### 抜粋
☆ ☆ ☆ ☆ ☆ ☆ ☆

平成25(受)2307 寄附行為変更無効確認等請求事件
平成27年12月08日 最三小判
裁判要旨抜き書き

 特例財団法人は,所定の手続を経て,その同一性を失わせるような根本的事項の変更に当たる〜定款〜を変更〜できる

裁判所 | 裁判例情報:検索結果詳細画面・・・・原文
(抽出・加工あり。原文参照)

〜宗教法人である被上告人が〜平成23年に〜一般財団法人に移行した上告人に対し,上告人の寄附行為に加えられた〜各変更〜は,設立者の意思に反し,根本的事項を変更するものであるから無効〜と主張し〜無効確認等を求める事案〜。

(1) 上告人は,大正元年,A宗の宗派であるB派の門徒らにより,旧民法34条の規定に基づく財団法人として設立〜。寄附行為〜
ア〜目的条項」〜上記宗派の維持を目的とする。
イ〜残余財産条項」〜解散〜残余財産は上記宗派に寄附する。
ウ〜変更条項」〜寄附行為は,所定の手続を経て,主務官庁の認可があったときに変更〜できる。

(3) 昭和57年〜本件変更1〜目的条項が,納骨堂の経営をも〜とする旨に変更〜。
(4) 昭和63年〜本件変更3〜残余財産条項が〜所定の手続を経た上で,上告人と同一又は類似の目的を有する公益法人〜団体に寄附〜旨に変更〜
(5)〜平成20年12月1日〜特例財団〜となり〜寄附行為は定款とみなされた〜
(6)〜平成23年2月〜認可を受け〜一般財団法人に移行〜定款とみなされた〜寄附行為が変更された。

☆ ☆ ☆ ☆ ☆ ☆ ☆

### 提供データ
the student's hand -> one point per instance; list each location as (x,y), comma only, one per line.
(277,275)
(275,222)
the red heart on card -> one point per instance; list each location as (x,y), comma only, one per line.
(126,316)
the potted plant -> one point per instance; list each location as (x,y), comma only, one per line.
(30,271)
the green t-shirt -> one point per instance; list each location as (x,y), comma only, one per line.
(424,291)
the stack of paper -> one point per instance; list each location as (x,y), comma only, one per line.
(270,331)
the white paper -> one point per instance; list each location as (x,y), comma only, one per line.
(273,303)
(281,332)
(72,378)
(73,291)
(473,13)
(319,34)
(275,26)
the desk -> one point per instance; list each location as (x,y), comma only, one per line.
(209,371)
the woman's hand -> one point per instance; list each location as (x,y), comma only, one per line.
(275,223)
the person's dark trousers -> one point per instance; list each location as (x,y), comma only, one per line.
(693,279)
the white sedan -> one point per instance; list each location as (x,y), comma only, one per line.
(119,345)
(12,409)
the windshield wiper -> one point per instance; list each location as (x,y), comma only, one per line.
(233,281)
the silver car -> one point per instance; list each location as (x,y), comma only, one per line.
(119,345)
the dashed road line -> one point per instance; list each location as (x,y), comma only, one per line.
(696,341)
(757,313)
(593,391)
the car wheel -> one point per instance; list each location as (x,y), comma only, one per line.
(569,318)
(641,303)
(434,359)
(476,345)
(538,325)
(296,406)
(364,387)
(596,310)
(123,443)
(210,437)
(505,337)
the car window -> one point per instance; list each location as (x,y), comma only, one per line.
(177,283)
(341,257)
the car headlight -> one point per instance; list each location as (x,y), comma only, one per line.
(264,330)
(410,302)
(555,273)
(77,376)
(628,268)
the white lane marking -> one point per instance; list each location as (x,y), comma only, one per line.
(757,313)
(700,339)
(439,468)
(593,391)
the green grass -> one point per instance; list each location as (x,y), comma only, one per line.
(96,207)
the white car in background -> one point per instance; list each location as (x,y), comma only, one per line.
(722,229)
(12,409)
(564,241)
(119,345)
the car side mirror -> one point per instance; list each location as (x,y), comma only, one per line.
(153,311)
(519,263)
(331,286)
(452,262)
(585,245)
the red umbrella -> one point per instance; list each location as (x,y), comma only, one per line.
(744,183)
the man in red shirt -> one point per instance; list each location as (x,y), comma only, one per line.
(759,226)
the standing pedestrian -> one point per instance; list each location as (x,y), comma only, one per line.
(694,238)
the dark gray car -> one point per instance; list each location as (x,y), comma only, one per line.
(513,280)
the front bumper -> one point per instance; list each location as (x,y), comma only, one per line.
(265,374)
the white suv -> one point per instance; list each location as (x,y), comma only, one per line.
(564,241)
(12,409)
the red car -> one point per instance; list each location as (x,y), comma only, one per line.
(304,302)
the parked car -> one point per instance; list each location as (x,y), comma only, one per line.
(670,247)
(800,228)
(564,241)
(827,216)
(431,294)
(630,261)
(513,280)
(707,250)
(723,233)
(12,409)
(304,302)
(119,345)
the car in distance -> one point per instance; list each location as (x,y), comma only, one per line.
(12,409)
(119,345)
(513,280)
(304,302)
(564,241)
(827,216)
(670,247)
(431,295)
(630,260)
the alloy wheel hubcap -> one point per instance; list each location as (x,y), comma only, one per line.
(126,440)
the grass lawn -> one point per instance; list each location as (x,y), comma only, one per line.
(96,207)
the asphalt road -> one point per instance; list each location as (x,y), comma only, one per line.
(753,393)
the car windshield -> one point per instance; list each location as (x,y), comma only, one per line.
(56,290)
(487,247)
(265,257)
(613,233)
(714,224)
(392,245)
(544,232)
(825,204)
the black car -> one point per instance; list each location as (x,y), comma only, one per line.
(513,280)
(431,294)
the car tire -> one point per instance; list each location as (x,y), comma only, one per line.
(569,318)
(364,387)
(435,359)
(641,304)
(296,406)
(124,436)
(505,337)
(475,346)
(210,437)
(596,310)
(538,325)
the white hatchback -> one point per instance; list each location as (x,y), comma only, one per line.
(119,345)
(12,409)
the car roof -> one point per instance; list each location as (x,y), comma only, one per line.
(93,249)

☆ ☆ ☆ ☆ ☆ ☆ ☆

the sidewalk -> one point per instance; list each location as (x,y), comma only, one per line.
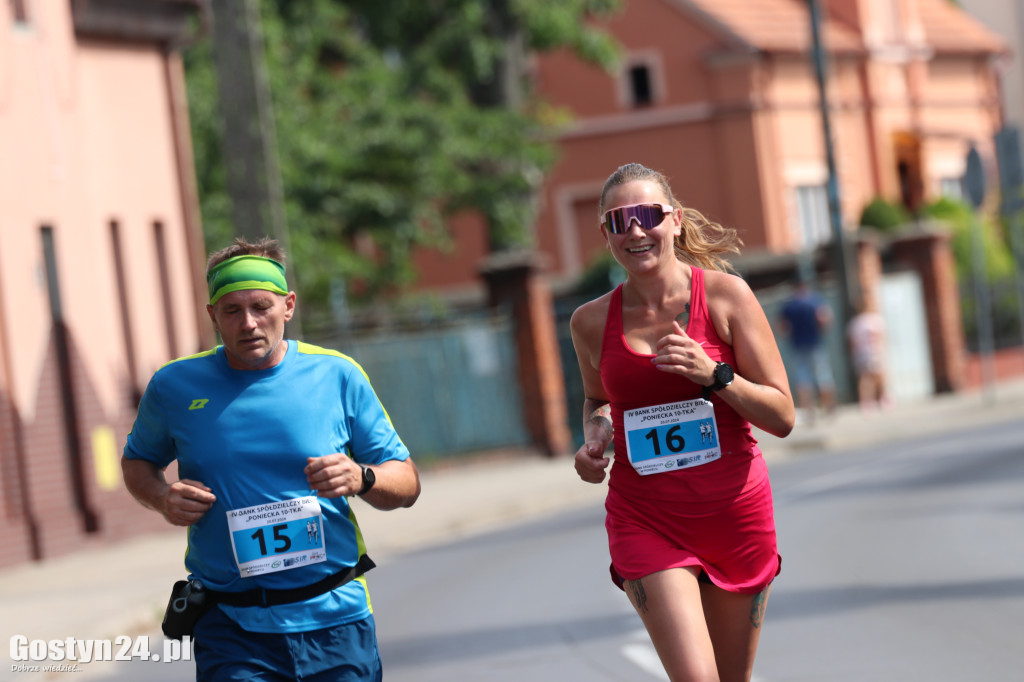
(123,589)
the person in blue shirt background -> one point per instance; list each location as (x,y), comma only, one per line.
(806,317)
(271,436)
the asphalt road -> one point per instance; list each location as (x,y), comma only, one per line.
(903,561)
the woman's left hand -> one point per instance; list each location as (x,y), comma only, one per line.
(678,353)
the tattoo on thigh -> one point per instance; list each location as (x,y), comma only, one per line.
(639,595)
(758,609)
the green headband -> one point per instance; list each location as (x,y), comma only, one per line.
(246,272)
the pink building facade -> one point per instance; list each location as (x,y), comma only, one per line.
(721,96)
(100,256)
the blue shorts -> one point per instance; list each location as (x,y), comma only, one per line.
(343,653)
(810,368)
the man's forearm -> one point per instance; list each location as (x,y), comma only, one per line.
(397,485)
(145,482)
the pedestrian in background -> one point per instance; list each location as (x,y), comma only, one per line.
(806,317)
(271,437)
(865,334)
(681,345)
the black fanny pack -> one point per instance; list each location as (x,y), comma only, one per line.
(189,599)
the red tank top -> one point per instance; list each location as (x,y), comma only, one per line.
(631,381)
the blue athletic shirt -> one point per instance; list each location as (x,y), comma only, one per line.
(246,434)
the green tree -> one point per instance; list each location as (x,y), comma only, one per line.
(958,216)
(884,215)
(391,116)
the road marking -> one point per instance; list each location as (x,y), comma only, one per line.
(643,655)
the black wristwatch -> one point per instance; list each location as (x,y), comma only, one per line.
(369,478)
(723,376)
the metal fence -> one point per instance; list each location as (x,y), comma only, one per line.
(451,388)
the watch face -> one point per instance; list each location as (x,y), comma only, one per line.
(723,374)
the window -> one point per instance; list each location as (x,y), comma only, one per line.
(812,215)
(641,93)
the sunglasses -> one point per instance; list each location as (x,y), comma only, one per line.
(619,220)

☆ ☆ ☆ ☆ ☆ ☆ ☆

### 実施する課題
抜粋の「(4) 昭和63年〜本件変更」から「れた〜寄附行為が変更された。」までの部分を、「公益法人」を「非営利法人」に置き換えて書き直してください。

### 課題の結果
(4) 昭和63年〜本件変更3〜残余財産条項が〜所定の手続を経た上で,上告人と同一又は類似の目的を有する非営利法人〜団体に寄附〜旨に変更〜
(5)〜平成20年12月1日〜特例財団〜となり〜寄附行為は定款とみなされた〜
(6)〜平成23年2月〜認可を受け〜一般財団法人に移行〜定款とみなされた〜寄附行為が変更された。